§ Stated problem
From the passage on ESG caching below, list the kinds of services it names as being conveyed by the data packets.

Receiver 155 receives signal 106 broadcast from transmitter 105 as represented by received signal 151. It is possible for the receiver 155 to receive multiple signals broadcast from multiple transmitters such as transmitter 105, in which case the received signal 151 will represent some combination of such signals. Based on user input typically, receiver 155 will tune to or select one of the broadcast signals contained in received signal 151 and generate signal 156 therefrom. Thus if receiver 155 is tuned to receive signal 106 broadcast from transmitter 105, signal 156 will be a representation of signal 106. The implementation and operation of transmitter 105 and receiver 155 can be conventional.

In a packet-based system, signals 106 and 156 convey packets of data, each packet being associated with one or more services provided over a physical channel to receiving apparatus 150. As discussed above, such services may include ESG, audio, video and file download services, among others.

As shown in FIG. 1, signal 156 is provided to processor 160 for processing, as described more fully below. Processor 160 is coupled via bidirectional bus 166 to user I/O block 180 and memory 170, to which it can write data and from which it can read data. Memory 170 can be random access memory (RAM) or the like. It is contemplated that memory 170 will retain its contents while receiving apparatus 150 is powered down or inactive.

Processor 160 establishes and maintains ESG cache 175 in memory 170 based on information extracted from ESG-related packets received by processor 160 via signal 156. Because different services are typically offered on different physical channels, ESG is typically channel-specific. As such, different ESG information will be transmitted on different channels. The processor 160, therefore, preferably caches ESG data for each physical channel to which the receiver 155 tunes. The cached ESG data can be organized into individual caches for each channel or a larger cache for multiple channels. For simplicity, one ESG cache 175 is shown and it is assumed to contain ESG data for one physical channel.

ESG cache 175 will contain ESG data for each of the services available on the associated physical channel. The cached ESG data will be associated with information identifying the service to which it pertains. Thus, as shown in FIG. 1, ESG cache 175 can be organized generally as a table of ESG data (ESG1-ESGn) with corresponding service identification information (SID1-SIDn). The service identification information may include, for example, IP addresses, port numbers, or MPEG packet identifiers (PIDs), among other possibilities. Preferably, the service identification information is information that is contained in packet headers or the like, which can be readily inspected without requiring decoding or extensive processing of encoded payload data. Furthermore, although it is contemplated that the associations between service and service identification information may change occasionally, it is preferable that such changes do not occur more frequently than the broadcasting of ESG data.

In an exemplary embodiment, the ESG data cached includes service acquisition data. Service acquisition data is the portion of ESG data that a given system broadcasts for use by receivers in acquiring services. It can be in whatever format the given system uses and may be standards-based or proprietary. As an example, for a system based on OMA-BCAST, the service acquisition data would contain the SDP fragments described in the OMA-BCAST Service Guide for Mobile Broadcast Services, Draft Version 1.1, May 19, 2009. (See also RFC 4566, Session Description Protocol.) The OMA-BCAST Service Guide describes several mechanisms for providing the parameters necessary to acquire a service. The IP address associated with a service can be obtained, for example, from the SDP element of the Access fragment described in the OMA-BCAST Service Guide (see, e.g., section 5.1.2.4). In such an embodiment, the receiver would cache the XML containing the Access fragments, which in turn contain the SDP.

§ Items

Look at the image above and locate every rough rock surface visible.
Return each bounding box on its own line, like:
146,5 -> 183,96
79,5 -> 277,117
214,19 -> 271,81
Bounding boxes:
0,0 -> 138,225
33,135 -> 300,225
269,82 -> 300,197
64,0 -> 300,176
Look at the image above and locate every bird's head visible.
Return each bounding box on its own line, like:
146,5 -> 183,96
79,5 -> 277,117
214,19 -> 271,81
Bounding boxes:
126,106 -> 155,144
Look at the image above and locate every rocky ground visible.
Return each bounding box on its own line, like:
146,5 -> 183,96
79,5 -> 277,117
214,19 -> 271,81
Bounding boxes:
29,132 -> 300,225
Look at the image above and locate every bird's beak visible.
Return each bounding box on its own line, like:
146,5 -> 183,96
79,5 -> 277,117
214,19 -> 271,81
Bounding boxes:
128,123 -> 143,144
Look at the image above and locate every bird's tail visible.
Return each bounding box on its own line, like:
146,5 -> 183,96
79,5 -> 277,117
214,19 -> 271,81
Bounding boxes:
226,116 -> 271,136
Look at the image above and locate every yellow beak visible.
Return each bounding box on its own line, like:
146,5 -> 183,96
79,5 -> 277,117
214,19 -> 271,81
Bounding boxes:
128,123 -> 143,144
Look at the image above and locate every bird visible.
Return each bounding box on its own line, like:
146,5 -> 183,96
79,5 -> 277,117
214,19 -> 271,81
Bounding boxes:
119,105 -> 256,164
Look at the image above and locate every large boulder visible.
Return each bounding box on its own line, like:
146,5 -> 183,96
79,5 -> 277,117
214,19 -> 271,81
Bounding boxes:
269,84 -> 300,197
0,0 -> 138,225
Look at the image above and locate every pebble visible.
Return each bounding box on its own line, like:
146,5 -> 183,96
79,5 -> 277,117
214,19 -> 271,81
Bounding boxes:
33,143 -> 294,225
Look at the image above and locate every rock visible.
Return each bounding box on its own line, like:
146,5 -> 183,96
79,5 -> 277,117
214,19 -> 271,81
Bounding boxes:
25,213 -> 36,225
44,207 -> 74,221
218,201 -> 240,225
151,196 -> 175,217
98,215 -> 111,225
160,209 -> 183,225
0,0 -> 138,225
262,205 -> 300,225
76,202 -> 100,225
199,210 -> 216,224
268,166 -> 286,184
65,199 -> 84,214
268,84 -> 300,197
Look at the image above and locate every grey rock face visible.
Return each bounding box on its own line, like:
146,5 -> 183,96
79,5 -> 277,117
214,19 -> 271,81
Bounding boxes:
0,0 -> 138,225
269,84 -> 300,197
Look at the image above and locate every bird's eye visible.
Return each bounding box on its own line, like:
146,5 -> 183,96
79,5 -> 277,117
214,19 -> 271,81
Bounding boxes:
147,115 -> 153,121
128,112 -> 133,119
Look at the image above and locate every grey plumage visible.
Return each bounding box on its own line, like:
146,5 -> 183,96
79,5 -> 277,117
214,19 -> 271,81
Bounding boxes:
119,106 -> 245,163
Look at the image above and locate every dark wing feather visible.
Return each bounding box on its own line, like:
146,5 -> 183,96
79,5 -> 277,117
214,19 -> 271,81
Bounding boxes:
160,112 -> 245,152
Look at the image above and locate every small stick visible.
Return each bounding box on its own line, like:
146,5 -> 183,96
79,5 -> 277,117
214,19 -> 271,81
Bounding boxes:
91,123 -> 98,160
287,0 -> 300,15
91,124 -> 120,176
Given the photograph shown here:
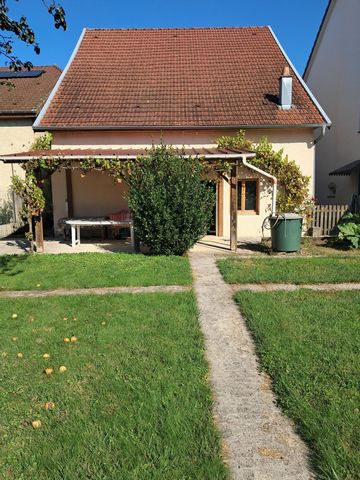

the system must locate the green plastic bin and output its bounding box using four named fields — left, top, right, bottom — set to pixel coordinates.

§ Answer for the task
ESG, audio, video, file download